[TEXTAUSSCHNITT]
Aufnahmestopp – Lipper für Lipper am Limit

Sind Sie in den letzten Wochen einmal am Samstagvormittag durch die Wiesenstraße in Detmold spaziert? Dann haben Sie sich vielleicht auch gefragt, wieso dort vor dem CVJM ab ca. 10.30 eine lange Menschenschlange entsteht, die gegen Mittag bis zur Straße und darüber hinaus auf den Fußgängerweg reicht. Die Antwort: Um 12 Uhr startet offiziell der Soziale Mittagstisch von Lipper für Lipper. Hier haben nachweislich bedürftige Personen die Gelegenheit, eine warme Mahlzeit und eine Lebensmittelspende zu erhalten. Doch während das Projekt einst für ca. max. 50-70 Personen ausgelegt war, haben sich die Zahlen in den vergangenen Monaten dramatisch vervielfacht. Bis zu 250 warme Mahlzeiten und zusätzliche Lebensmittel gibt der Verein mittlerweile jeden Samstag aus und hat damit sein absolutes Limit erreicht.

„Wir erhalten keinerlei finanzielle Unterstützung vom Staat, Stadt oder Kommune und können den wöchentlich steigenden Mehrbedarf schlichtweg nicht mehr decken“, erklärt Ina Thomas vom Verein Lipper für Lipper. „Neben Lipperinnen aller Altersklassen, die nachweislich in Armut leben und unsere Ausgabe besuchen, ist besonders die Zahl an Geflüchteten drastisch angestiegen. Diese geben lt. eigener Angabe an, dass sie von anderen Stellen zu uns geschickt werden.“ Natürlich macht der Verein, der sich „schnelle und unbürokratische Hilfe“ auf die Fahne geschrieben hat, keinen Unterschied zwischen Lipperinnen und Geflüchteten. Jeder Mensch wird würdevoll behandelt und erhält bei Nachweis der Bedürftigkeit die LfL-Karte, die zum Besuch des Mittagstischs berechtigt.

[ROHDATEN]
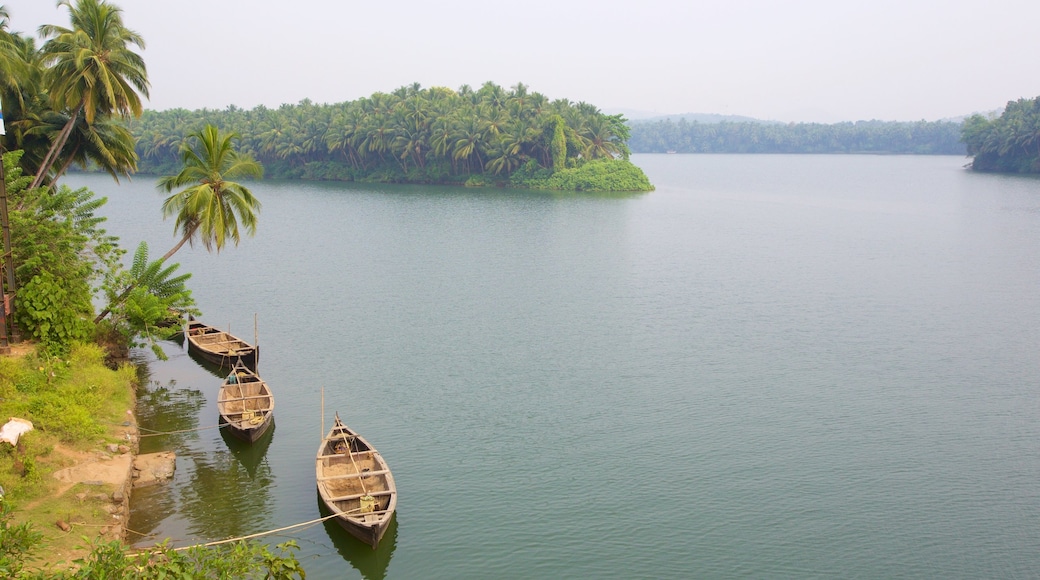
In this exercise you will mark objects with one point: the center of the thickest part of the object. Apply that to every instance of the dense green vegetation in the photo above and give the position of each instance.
(489, 136)
(864, 136)
(1010, 142)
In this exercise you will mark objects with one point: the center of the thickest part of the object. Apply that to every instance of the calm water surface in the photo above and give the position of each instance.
(773, 366)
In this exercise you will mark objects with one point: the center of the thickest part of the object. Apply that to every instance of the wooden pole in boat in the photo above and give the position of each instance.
(256, 344)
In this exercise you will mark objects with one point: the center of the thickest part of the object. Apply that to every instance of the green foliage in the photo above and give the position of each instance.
(150, 302)
(863, 136)
(1010, 142)
(59, 252)
(410, 135)
(243, 559)
(54, 310)
(557, 146)
(595, 176)
(17, 542)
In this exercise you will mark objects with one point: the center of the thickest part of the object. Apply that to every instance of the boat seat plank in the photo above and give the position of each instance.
(249, 398)
(354, 475)
(355, 453)
(357, 496)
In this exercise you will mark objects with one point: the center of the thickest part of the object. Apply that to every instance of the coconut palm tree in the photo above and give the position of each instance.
(212, 207)
(92, 70)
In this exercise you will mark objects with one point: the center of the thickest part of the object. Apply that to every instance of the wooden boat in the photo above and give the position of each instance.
(245, 403)
(218, 347)
(356, 484)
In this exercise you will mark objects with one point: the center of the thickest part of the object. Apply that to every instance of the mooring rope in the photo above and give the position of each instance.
(250, 536)
(153, 432)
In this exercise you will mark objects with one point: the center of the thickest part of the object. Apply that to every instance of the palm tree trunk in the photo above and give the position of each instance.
(65, 167)
(119, 299)
(56, 147)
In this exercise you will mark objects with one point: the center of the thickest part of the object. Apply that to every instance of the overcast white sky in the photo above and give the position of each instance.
(789, 60)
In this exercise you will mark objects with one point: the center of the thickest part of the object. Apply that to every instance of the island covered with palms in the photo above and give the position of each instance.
(490, 136)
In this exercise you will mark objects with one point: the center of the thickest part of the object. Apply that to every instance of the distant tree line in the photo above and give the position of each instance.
(486, 136)
(1010, 142)
(864, 136)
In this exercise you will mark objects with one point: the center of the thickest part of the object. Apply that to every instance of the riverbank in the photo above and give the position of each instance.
(72, 476)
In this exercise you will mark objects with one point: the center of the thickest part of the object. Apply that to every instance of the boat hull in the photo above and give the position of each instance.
(245, 404)
(356, 484)
(218, 347)
(250, 435)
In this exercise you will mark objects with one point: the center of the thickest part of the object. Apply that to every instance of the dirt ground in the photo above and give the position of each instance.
(89, 495)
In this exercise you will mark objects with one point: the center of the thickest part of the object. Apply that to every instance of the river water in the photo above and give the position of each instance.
(772, 366)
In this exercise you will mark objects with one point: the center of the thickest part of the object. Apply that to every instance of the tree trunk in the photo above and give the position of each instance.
(59, 142)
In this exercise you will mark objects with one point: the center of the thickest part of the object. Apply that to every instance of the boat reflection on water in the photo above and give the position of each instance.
(371, 563)
(251, 455)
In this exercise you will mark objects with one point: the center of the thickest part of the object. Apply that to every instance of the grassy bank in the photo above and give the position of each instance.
(80, 411)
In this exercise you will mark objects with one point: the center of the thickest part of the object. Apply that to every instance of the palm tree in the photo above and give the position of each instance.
(212, 207)
(92, 70)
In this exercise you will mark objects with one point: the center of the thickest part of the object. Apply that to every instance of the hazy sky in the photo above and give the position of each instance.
(790, 60)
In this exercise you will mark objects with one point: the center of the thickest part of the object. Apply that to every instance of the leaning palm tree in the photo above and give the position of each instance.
(212, 207)
(92, 70)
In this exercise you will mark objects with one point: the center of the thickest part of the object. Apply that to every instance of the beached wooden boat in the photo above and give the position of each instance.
(245, 403)
(356, 484)
(219, 347)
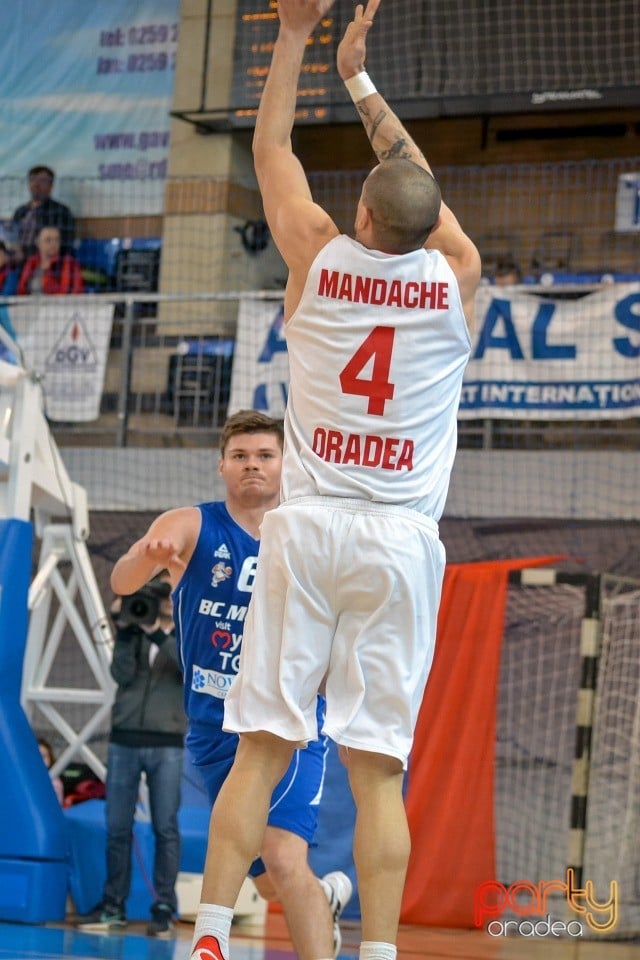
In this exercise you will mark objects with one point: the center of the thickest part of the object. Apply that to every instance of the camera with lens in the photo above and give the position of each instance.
(142, 607)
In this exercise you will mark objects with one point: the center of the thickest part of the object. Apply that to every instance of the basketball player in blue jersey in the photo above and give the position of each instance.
(211, 553)
(350, 568)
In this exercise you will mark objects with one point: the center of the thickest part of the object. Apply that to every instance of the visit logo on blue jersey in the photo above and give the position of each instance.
(221, 639)
(220, 573)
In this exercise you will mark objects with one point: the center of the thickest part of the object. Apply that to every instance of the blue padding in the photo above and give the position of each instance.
(32, 825)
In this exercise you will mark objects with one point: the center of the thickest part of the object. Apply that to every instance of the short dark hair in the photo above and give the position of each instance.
(404, 202)
(250, 421)
(40, 168)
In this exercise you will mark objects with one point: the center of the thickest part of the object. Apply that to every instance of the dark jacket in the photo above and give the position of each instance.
(49, 213)
(147, 711)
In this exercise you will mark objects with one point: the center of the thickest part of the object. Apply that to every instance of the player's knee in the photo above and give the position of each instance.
(285, 857)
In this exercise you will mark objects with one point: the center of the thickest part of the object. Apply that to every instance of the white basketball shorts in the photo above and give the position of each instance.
(346, 594)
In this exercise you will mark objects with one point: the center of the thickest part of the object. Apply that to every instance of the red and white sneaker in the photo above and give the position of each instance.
(207, 948)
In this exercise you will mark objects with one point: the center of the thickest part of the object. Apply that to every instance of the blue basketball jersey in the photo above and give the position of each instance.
(210, 606)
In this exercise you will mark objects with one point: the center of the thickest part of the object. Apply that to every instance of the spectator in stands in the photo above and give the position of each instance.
(49, 270)
(507, 274)
(42, 211)
(46, 752)
(147, 735)
(8, 287)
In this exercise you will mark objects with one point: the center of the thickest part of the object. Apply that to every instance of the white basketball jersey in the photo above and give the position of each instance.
(377, 350)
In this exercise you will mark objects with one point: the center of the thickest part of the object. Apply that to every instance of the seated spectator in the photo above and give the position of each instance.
(46, 752)
(507, 274)
(50, 271)
(42, 211)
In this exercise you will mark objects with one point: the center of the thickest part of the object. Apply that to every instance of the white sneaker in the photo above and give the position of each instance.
(338, 890)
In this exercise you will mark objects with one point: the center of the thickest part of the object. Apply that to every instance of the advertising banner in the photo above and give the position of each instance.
(535, 355)
(86, 88)
(67, 345)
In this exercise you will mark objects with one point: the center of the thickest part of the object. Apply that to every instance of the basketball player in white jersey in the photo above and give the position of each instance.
(350, 567)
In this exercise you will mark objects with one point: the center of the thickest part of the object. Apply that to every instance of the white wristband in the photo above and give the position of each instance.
(360, 86)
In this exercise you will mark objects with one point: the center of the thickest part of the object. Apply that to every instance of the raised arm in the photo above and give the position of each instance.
(168, 544)
(299, 227)
(390, 139)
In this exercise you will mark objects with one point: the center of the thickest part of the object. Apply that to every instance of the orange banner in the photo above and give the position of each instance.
(451, 771)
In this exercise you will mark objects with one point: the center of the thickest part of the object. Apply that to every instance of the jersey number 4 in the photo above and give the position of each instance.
(378, 347)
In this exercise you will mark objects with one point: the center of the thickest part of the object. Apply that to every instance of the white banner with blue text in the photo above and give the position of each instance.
(535, 355)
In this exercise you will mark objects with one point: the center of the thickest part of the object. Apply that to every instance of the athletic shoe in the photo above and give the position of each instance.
(338, 889)
(207, 948)
(102, 919)
(161, 923)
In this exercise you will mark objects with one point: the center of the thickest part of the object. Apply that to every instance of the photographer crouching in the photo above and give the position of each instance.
(147, 735)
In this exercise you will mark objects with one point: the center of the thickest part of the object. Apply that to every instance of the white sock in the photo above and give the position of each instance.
(215, 921)
(370, 950)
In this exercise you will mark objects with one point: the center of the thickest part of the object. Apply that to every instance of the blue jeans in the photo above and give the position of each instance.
(163, 768)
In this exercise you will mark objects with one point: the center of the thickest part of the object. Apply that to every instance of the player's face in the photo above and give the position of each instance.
(251, 466)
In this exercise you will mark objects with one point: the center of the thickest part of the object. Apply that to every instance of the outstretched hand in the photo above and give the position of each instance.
(302, 16)
(353, 46)
(163, 552)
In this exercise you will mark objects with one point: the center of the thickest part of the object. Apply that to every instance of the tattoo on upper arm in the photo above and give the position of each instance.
(400, 146)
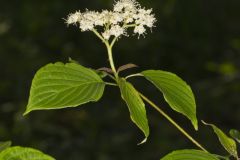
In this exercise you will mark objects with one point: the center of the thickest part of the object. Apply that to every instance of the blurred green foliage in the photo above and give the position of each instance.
(198, 40)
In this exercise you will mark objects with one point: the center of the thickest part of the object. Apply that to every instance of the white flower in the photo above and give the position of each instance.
(144, 17)
(73, 18)
(126, 5)
(126, 14)
(106, 35)
(139, 29)
(117, 31)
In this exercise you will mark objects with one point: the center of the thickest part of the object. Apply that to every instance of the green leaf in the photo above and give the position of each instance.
(190, 154)
(176, 92)
(61, 85)
(228, 143)
(135, 106)
(4, 145)
(235, 134)
(20, 153)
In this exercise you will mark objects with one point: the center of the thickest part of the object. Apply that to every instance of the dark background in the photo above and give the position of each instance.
(197, 39)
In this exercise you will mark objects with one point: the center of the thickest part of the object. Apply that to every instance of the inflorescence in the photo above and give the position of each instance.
(126, 14)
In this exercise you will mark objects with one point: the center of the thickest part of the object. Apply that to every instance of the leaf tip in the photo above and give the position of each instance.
(143, 141)
(26, 112)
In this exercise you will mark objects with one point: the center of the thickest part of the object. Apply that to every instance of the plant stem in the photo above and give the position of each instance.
(110, 57)
(173, 122)
(109, 50)
(134, 75)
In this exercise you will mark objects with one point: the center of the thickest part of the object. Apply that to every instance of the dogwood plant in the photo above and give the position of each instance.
(59, 85)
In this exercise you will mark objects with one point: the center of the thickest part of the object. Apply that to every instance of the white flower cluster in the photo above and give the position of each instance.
(125, 14)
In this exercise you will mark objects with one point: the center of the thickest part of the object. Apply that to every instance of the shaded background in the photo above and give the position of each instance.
(198, 40)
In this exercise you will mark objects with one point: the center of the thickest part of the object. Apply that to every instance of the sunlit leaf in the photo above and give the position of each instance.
(176, 93)
(135, 106)
(61, 85)
(190, 154)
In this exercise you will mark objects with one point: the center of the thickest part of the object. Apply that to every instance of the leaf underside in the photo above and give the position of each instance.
(190, 154)
(21, 153)
(61, 85)
(4, 145)
(228, 143)
(176, 92)
(135, 106)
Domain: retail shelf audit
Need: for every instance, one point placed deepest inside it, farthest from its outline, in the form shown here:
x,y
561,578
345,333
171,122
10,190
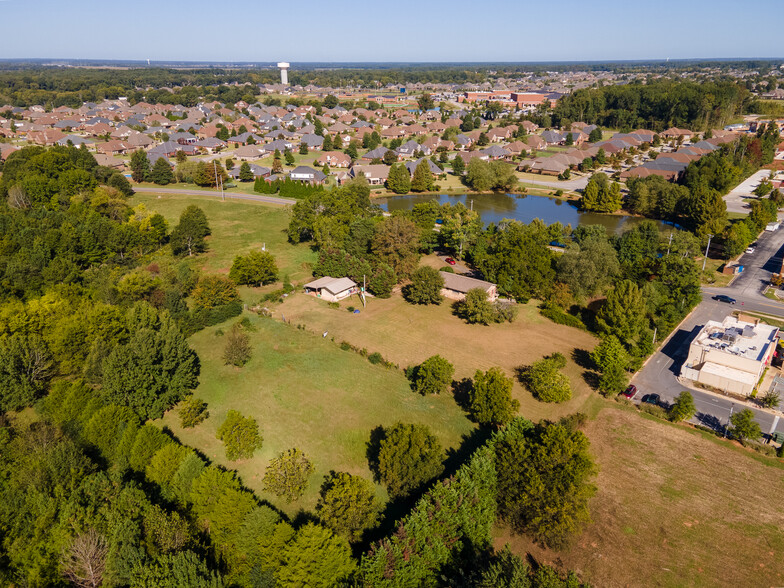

[AUFGABENSTELLUNG] Ändern Sie im Bericht über den Sozialen Mittagstisch den Abschnitt, der mit den Worten „Sind Sie in“ beginnt und mit „absolutes Limit erreicht.“ endet, indem Sie „Samstagvormittag“ durch „Sonntagvormittag“ ersetzen, und geben Sie ihn vollständig wieder.

[ERGEBNIS DER AUFGABE]
Sind Sie in den letzten Wochen einmal am Sonntagvormittag durch die Wiesenstraße in Detmold spaziert? Dann haben Sie sich vielleicht auch gefragt, wieso dort vor dem CVJM ab ca. 10.30 eine lange Menschenschlange entsteht, die gegen Mittag bis zur Straße und darüber hinaus auf den Fußgängerweg reicht. Die Antwort: Um 12 Uhr startet offiziell der Soziale Mittagstisch von Lipper für Lipper. Hier haben nachweislich bedürftige Personen die Gelegenheit, eine warme Mahlzeit und eine Lebensmittelspende zu erhalten. Doch während das Projekt einst für ca. max. 50-70 Personen ausgelegt war, haben sich die Zahlen in den vergangenen Monaten dramatisch vervielfacht. Bis zu 250 warme Mahlzeiten und zusätzliche Lebensmittel gibt der Verein mittlerweile jeden Samstag aus und hat damit sein absolutes Limit erreicht.